_What needs to be done:_ Count the lines in the rows below that contain the word "crowd", treating uppercase and lowercase as different. Reply with the number alone.

_Records of labeled points:_
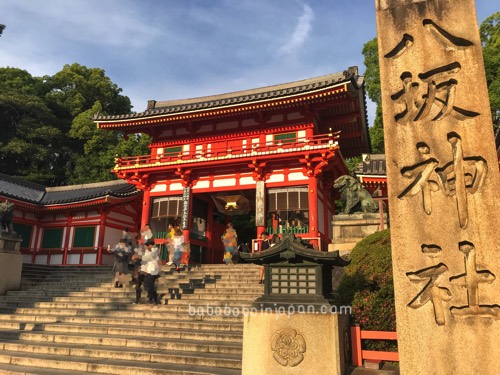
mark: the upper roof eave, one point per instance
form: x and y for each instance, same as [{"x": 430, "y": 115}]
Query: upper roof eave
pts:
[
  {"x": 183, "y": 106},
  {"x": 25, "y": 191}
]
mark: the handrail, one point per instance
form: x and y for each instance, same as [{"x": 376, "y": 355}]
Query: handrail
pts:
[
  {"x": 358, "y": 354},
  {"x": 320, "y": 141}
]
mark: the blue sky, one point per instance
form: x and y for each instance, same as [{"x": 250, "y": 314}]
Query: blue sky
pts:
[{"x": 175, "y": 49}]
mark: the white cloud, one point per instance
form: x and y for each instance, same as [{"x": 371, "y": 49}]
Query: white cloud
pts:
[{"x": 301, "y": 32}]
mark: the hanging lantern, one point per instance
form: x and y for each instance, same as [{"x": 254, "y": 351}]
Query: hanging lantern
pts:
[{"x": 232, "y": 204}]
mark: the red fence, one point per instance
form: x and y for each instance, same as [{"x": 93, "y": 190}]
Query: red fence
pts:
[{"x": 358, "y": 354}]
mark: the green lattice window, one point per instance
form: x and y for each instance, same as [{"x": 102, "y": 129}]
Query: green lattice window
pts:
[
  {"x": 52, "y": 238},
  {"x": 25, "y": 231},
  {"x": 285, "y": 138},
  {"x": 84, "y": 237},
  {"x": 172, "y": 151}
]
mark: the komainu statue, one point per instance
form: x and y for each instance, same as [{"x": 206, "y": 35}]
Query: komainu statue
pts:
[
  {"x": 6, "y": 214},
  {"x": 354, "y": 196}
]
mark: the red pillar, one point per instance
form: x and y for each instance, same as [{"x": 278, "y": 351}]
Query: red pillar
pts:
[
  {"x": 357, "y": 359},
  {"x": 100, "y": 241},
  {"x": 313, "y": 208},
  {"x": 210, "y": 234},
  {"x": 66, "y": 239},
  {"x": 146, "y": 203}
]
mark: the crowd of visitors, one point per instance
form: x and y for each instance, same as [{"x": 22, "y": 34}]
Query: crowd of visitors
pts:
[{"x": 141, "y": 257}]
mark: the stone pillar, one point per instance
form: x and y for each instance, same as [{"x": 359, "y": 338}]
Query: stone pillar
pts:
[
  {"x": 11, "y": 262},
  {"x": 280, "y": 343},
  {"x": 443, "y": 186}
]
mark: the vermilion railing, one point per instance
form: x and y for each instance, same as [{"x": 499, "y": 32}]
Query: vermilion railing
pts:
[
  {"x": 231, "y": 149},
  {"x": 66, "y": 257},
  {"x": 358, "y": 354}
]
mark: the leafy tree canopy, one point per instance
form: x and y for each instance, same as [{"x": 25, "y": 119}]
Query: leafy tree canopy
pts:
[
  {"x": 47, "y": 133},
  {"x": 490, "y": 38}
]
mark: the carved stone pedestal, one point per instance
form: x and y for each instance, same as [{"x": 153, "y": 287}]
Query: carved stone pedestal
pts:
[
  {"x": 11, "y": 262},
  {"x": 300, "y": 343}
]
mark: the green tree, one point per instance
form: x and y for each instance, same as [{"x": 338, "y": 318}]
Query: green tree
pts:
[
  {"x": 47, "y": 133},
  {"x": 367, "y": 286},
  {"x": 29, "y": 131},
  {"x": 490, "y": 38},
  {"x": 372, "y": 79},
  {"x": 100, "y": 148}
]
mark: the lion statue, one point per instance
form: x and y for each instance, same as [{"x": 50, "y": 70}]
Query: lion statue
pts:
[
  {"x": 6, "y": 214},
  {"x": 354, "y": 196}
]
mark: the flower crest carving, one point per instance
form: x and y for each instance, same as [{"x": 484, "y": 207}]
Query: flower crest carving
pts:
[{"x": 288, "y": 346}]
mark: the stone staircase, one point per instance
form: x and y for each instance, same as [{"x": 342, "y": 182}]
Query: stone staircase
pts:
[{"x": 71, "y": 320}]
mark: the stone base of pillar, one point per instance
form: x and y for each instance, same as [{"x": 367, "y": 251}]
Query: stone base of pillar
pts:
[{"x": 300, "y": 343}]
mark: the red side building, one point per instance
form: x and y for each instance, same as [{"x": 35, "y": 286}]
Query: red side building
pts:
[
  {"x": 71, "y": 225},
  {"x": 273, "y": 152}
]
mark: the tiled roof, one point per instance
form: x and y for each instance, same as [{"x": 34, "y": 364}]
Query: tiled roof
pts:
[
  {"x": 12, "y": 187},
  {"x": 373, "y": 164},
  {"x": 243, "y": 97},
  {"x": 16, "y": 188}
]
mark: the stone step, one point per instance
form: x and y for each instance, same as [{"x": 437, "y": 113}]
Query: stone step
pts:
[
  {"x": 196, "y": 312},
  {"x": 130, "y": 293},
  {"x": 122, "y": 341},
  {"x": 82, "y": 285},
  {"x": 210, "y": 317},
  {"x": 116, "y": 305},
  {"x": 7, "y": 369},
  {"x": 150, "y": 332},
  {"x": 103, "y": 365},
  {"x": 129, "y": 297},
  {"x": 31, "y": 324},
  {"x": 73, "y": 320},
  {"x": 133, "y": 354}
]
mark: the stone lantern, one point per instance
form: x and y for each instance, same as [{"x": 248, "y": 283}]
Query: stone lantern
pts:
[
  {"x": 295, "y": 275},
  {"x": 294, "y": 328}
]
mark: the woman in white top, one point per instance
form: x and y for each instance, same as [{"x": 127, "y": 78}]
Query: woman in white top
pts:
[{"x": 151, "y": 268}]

...

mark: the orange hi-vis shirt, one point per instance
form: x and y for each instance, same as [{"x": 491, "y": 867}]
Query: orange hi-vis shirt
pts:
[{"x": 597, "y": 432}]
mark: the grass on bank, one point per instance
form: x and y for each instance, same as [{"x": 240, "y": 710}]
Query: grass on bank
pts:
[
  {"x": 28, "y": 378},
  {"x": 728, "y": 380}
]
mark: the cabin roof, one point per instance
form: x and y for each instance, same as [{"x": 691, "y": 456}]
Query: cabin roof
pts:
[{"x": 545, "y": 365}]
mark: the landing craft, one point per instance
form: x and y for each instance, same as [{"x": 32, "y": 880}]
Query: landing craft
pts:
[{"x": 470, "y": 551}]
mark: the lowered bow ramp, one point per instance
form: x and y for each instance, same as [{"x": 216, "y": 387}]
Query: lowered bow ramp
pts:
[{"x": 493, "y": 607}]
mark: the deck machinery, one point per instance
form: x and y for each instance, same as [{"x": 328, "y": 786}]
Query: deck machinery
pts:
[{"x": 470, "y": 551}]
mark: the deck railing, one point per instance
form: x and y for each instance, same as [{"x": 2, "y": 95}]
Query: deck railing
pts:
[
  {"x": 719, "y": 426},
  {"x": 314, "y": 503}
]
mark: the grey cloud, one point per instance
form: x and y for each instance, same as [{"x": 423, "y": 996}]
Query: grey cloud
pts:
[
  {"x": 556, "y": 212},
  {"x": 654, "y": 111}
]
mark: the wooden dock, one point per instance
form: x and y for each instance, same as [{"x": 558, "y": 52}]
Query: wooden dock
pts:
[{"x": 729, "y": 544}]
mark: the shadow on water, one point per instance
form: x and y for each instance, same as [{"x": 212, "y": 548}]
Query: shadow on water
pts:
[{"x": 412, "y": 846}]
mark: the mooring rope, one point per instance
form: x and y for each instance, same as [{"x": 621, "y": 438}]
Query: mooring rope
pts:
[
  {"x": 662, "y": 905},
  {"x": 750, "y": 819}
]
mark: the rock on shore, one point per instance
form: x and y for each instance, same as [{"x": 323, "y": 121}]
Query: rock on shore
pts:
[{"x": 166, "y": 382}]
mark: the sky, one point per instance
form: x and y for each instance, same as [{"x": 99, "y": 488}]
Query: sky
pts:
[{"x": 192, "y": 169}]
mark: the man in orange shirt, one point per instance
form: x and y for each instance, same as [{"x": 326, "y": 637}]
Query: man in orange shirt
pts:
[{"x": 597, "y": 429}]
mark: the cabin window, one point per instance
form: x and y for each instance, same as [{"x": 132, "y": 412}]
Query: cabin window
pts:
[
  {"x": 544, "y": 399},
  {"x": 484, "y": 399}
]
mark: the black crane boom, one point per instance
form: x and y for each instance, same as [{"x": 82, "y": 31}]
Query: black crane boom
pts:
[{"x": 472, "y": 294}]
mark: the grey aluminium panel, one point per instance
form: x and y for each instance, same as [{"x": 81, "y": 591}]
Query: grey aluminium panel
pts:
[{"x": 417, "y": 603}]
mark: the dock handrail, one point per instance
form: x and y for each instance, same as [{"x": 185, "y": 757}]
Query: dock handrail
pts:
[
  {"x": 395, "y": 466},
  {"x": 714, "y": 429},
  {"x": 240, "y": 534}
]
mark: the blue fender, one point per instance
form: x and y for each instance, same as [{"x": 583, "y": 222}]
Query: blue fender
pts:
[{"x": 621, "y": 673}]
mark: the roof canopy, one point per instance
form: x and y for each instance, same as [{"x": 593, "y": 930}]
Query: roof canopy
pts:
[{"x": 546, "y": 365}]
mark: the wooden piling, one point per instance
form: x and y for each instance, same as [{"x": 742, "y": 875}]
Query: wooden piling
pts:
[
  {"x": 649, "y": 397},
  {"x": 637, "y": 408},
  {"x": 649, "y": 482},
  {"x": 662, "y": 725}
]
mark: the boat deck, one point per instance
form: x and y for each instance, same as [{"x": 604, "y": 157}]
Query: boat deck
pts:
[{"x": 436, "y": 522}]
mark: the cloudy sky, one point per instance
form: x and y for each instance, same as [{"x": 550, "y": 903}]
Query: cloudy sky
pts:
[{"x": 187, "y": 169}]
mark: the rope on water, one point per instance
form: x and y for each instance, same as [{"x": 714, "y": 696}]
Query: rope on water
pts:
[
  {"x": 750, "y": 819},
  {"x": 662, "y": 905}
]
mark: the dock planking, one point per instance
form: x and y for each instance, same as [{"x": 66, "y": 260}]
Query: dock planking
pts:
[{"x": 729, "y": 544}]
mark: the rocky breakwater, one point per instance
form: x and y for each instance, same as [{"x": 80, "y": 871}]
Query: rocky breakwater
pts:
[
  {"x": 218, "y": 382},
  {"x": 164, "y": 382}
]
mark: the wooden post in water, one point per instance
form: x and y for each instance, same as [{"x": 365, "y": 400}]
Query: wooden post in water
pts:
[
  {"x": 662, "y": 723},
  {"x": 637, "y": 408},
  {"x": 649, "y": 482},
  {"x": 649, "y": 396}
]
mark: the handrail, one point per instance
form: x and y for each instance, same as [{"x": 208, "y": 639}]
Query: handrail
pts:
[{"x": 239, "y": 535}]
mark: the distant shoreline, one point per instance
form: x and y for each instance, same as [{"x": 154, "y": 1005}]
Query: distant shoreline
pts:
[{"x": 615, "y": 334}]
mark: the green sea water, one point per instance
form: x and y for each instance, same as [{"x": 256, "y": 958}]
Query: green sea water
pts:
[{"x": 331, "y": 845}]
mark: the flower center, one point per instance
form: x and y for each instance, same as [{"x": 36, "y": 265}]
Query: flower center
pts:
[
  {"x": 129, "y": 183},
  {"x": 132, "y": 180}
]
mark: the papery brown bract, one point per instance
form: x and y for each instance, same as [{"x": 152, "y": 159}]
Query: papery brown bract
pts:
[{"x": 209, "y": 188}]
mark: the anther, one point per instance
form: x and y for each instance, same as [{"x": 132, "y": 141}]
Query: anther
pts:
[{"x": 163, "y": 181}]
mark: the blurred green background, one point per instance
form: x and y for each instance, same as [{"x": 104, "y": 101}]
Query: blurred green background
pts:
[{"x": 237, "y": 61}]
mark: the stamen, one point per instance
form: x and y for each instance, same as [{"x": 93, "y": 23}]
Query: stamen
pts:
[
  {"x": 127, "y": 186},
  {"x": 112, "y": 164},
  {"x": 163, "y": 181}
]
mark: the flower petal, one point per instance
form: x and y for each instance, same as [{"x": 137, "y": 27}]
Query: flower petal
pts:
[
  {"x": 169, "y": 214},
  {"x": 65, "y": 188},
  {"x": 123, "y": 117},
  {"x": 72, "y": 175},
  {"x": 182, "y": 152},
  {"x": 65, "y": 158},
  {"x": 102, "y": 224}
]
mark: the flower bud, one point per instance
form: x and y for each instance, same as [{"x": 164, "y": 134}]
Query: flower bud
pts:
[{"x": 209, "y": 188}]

_Response to the task:_ 2